• **SHORT EXERCISE**: Pick out and copy every line in the rows below that contains the word "forehead". Case counts.

(Rows excerpted from a collection)
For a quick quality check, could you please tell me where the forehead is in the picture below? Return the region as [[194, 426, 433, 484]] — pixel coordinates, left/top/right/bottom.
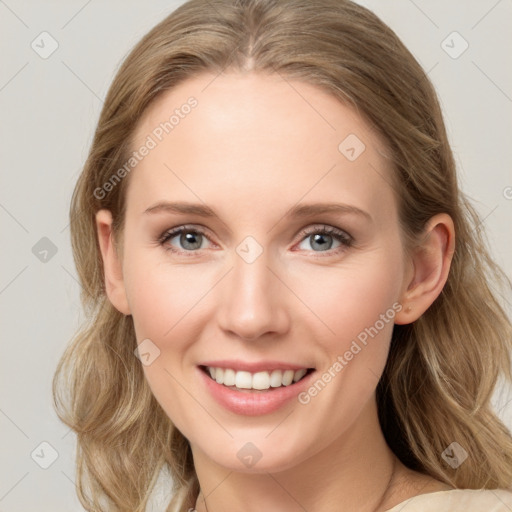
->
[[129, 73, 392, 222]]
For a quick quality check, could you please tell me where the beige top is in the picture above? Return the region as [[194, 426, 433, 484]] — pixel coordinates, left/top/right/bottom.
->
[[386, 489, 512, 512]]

• **ANSWER TO THE EXERCISE**:
For a quick quality check, could you please tell me where the forehead is in the picture below? Return the region as [[194, 426, 433, 484]] — pixel coordinates, left/top/right/bottom.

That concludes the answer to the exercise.